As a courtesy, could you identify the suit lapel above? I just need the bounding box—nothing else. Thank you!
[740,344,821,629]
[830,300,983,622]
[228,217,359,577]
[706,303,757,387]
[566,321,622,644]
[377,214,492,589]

— THE REQUEST —
Swap "suit lapel" for "coat collar" throughout the listing above, and keep every other part unchanged.

— RESPONSE TO THE TASK —
As a courtesy, could you identify the coat collar above? I just need the bounding box—nothing else. Thank you!
[740,344,821,629]
[830,300,983,622]
[228,217,359,577]
[706,303,757,387]
[566,321,622,644]
[377,214,492,589]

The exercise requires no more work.